__What the task requires__
Reproduce the records word for word, from the line containing "Check that each instance of the lawn" up to and including the final line of the records.
++++++++
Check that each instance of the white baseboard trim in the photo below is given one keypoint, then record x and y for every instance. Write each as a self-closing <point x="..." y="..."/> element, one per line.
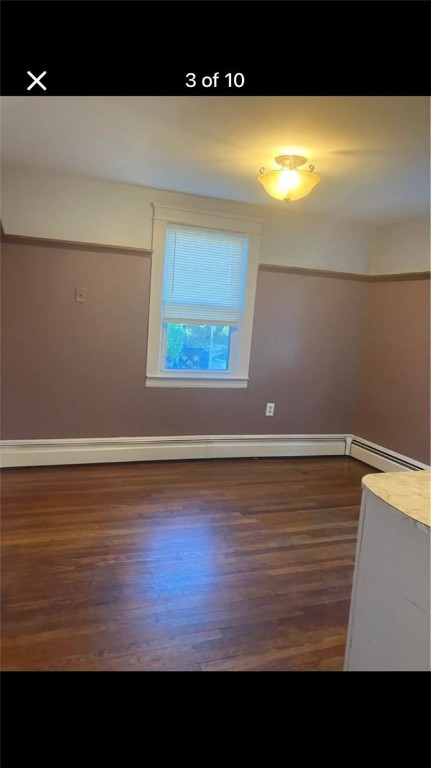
<point x="381" y="458"/>
<point x="33" y="453"/>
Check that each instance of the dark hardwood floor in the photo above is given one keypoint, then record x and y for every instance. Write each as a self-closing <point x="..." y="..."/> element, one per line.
<point x="234" y="564"/>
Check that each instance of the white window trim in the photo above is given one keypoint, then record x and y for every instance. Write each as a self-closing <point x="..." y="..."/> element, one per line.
<point x="164" y="215"/>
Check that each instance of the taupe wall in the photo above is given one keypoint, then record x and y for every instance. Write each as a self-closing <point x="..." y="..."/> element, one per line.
<point x="394" y="396"/>
<point x="78" y="370"/>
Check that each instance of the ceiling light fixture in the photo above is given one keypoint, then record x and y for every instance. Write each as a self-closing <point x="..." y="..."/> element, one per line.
<point x="287" y="182"/>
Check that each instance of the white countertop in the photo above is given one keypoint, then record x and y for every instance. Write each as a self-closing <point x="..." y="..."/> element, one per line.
<point x="409" y="492"/>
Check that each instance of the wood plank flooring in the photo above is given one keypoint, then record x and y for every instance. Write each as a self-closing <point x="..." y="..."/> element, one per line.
<point x="234" y="564"/>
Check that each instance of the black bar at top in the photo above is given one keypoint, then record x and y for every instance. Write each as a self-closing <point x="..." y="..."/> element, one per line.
<point x="280" y="48"/>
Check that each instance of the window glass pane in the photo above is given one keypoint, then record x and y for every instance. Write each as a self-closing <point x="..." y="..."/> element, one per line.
<point x="193" y="347"/>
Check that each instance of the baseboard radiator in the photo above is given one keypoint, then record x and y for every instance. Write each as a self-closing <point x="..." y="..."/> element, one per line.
<point x="33" y="453"/>
<point x="381" y="458"/>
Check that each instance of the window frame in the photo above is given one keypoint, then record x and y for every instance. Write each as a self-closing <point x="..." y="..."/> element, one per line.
<point x="238" y="375"/>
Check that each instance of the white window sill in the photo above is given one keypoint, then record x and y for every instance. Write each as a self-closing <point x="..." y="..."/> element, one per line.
<point x="197" y="381"/>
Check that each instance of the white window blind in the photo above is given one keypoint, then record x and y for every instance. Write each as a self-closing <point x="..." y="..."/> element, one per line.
<point x="204" y="275"/>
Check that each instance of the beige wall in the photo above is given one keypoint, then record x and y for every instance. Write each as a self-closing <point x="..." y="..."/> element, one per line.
<point x="394" y="395"/>
<point x="63" y="206"/>
<point x="403" y="246"/>
<point x="78" y="370"/>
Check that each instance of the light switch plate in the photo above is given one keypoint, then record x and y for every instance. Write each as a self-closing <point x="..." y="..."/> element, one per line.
<point x="80" y="295"/>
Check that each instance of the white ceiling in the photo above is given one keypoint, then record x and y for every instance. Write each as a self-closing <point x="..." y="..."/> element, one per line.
<point x="372" y="153"/>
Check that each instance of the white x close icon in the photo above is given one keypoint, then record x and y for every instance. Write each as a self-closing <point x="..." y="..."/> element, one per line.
<point x="36" y="81"/>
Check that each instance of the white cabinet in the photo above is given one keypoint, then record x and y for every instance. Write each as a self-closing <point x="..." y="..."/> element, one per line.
<point x="389" y="625"/>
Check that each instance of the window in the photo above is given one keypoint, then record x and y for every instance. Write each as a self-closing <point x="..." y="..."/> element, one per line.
<point x="202" y="299"/>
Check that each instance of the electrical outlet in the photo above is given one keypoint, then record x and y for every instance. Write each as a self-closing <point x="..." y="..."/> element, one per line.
<point x="80" y="295"/>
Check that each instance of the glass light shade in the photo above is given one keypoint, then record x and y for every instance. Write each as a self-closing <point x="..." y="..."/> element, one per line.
<point x="287" y="184"/>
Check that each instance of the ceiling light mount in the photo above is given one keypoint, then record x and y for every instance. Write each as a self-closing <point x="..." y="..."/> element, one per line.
<point x="288" y="182"/>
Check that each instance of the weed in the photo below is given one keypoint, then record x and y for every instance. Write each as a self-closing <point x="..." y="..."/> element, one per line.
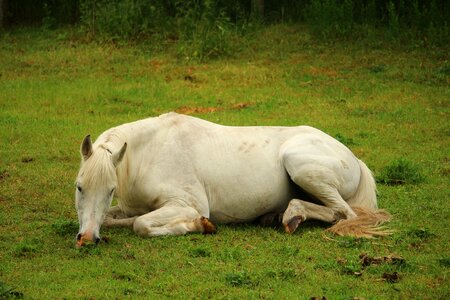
<point x="420" y="233"/>
<point x="351" y="242"/>
<point x="345" y="140"/>
<point x="200" y="252"/>
<point x="27" y="248"/>
<point x="7" y="292"/>
<point x="89" y="249"/>
<point x="64" y="227"/>
<point x="241" y="278"/>
<point x="445" y="262"/>
<point x="400" y="171"/>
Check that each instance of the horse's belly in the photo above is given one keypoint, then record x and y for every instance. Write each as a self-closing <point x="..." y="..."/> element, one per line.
<point x="246" y="202"/>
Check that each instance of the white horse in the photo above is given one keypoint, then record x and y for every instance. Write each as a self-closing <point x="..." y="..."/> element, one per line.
<point x="175" y="174"/>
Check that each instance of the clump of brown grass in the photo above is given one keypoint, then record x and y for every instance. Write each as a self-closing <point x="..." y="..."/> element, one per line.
<point x="367" y="224"/>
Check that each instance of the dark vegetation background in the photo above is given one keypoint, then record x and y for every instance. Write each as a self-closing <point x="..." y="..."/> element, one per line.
<point x="207" y="29"/>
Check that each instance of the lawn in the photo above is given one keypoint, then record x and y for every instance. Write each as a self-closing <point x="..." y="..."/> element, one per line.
<point x="387" y="102"/>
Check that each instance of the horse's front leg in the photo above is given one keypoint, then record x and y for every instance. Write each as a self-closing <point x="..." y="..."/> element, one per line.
<point x="115" y="217"/>
<point x="172" y="220"/>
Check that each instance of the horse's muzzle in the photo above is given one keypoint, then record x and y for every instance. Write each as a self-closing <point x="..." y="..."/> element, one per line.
<point x="84" y="239"/>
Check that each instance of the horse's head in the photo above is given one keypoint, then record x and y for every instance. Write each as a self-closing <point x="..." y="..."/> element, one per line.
<point x="95" y="186"/>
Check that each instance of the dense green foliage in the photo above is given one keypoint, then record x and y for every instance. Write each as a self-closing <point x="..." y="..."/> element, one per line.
++++++++
__Solution below__
Check that each instance of the lawn in the photo above is given one keypoint, then record x and y for every instance. Write each as a self-closing <point x="..." y="..."/> element, one per line.
<point x="387" y="102"/>
Check that each instance of the horse's front leg in the photo above is given one keypoint, then record x and y for every instance. Write each as a self-closing <point x="..." y="..."/> element, one per line.
<point x="115" y="217"/>
<point x="172" y="220"/>
Check that each instance of the horse's muzzle in the photo above is given one keypoint, then record x and y for every instance. Write each as a self-closing <point x="..." y="..."/> element, one per line.
<point x="84" y="239"/>
Check that each instance of the horse's head in the photo above is given one keypoint, then record x and y for every instance. Write each as a self-closing <point x="..." y="..."/> element, one per line.
<point x="95" y="186"/>
Check that each instance of the dense green foliage in the photo above is given one keypoint, then record x and y for every instance. Write each as a self-closing <point x="..." y="..."/> element, one per line.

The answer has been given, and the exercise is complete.